CHALLENGE: Count the lines in the data below that contain the word "yellow" and give only that number.
--- Start of LISTING ---
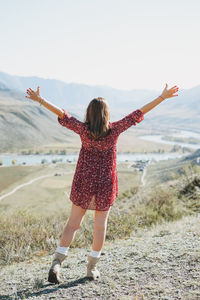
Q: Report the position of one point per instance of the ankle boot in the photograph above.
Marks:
(91, 267)
(54, 271)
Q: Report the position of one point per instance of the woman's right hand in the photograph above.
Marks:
(168, 93)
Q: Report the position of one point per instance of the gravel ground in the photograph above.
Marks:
(160, 263)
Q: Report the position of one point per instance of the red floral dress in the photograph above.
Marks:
(95, 182)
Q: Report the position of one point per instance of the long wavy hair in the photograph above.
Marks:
(97, 118)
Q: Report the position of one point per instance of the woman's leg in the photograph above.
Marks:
(100, 226)
(74, 222)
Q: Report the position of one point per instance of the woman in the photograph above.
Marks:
(95, 182)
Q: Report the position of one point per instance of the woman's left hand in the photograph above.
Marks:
(33, 95)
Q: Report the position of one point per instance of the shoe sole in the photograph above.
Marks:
(53, 277)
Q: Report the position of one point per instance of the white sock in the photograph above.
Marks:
(95, 253)
(62, 250)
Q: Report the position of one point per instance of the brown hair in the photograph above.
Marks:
(97, 117)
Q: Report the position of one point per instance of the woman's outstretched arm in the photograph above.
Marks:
(167, 93)
(36, 97)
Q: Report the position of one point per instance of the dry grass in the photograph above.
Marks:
(24, 235)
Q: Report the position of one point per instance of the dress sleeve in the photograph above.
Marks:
(71, 122)
(131, 119)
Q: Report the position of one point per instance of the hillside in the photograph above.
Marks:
(26, 125)
(161, 263)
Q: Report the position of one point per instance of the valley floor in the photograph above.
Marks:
(158, 263)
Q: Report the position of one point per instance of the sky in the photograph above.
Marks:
(124, 44)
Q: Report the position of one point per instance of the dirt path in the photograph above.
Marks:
(161, 263)
(30, 182)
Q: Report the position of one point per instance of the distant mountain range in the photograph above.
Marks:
(24, 122)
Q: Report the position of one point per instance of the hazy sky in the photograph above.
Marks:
(125, 44)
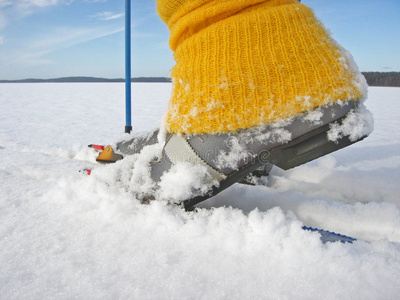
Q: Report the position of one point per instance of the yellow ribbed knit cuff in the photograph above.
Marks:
(241, 63)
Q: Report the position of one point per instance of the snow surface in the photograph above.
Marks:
(65, 235)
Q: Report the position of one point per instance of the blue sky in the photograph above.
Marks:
(57, 38)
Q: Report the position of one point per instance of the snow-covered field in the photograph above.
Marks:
(64, 235)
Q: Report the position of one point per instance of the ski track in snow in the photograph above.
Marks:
(65, 235)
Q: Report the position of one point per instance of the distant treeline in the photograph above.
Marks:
(88, 79)
(382, 78)
(373, 79)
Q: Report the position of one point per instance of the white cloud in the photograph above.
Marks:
(107, 15)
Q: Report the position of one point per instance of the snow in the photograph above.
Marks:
(66, 235)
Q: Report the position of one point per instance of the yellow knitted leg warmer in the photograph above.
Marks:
(241, 63)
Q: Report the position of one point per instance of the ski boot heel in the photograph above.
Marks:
(308, 147)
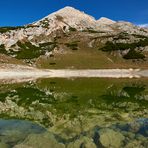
--- End of LISTING ---
RESULT: 2